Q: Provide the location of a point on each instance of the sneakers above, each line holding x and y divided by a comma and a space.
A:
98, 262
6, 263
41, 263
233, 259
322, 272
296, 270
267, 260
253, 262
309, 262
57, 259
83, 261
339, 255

WHAT THE TASK REQUIRES:
Return everything in the records. Keep each line exactly as written.

TASK SOLUTION:
Q: Provide the location of a point on each instance of the sneakers above, each line holding x and y divided by a comma and a space.
A:
98, 262
6, 263
41, 263
233, 259
322, 272
296, 270
267, 260
253, 262
309, 262
57, 259
83, 261
339, 255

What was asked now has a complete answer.